↓↓↓

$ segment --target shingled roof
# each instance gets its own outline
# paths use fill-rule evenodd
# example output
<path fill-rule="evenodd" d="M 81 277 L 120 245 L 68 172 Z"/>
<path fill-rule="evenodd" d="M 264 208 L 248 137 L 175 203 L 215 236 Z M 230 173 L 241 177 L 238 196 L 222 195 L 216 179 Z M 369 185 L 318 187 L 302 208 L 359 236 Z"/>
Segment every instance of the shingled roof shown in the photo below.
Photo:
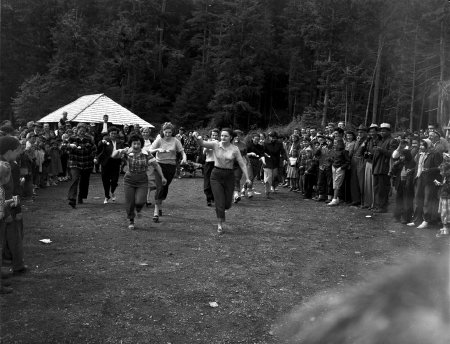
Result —
<path fill-rule="evenodd" d="M 60 107 L 58 110 L 41 118 L 38 122 L 58 122 L 64 111 L 67 112 L 67 119 L 71 122 L 101 123 L 103 122 L 103 116 L 108 115 L 108 121 L 116 125 L 137 123 L 141 127 L 154 128 L 153 125 L 117 104 L 103 93 L 80 97 L 74 102 Z"/>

↑↑↑

Exercise – Up to and including the line that contains "81 277 L 120", restate each line of the material above word for word, beginning with its first line.

Output below –
$ segment --target shingled roof
# each instance gets its own outline
# paths use fill-rule evenodd
# example output
<path fill-rule="evenodd" d="M 81 277 L 120 245 L 68 172 Z"/>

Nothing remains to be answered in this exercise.